▶ [Dataset records]
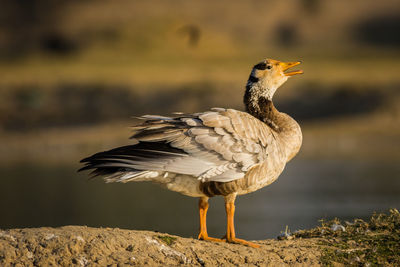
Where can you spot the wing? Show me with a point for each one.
(218, 145)
(222, 144)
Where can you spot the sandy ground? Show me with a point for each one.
(85, 246)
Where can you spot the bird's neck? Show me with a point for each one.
(262, 107)
(283, 125)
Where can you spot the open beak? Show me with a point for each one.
(287, 65)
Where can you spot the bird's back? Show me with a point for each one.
(213, 153)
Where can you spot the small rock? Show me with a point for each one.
(337, 227)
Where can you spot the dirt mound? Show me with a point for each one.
(336, 243)
(85, 246)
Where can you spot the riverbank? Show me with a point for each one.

▶ [Written task] Give the lines of the data above as a numbered list, skipping any blank lines. Omit the pictures from your answer.

▶ [Exercise solution]
1. Where can you spot the wing? Show me with a point for each one.
2. (218, 145)
3. (222, 144)
4. Where can you spot the sandy ground? Show me with a point for each one.
5. (85, 246)
6. Where can you spot the bird's neck? Show me with a point for each one.
7. (262, 107)
8. (283, 125)
9. Where can you spot the open beak? Show me with a point for each one.
10. (287, 65)
11. Where can you spot the bird's back? Show me with a point for each one.
12. (213, 153)
13. Where can you spot the small rock? Show me with a point for each one.
14. (337, 227)
15. Where can you spot the dirt mound? Show me with a point for each one.
16. (336, 243)
17. (85, 246)
18. Where can you spot the riverbank? Show me with a point for each one.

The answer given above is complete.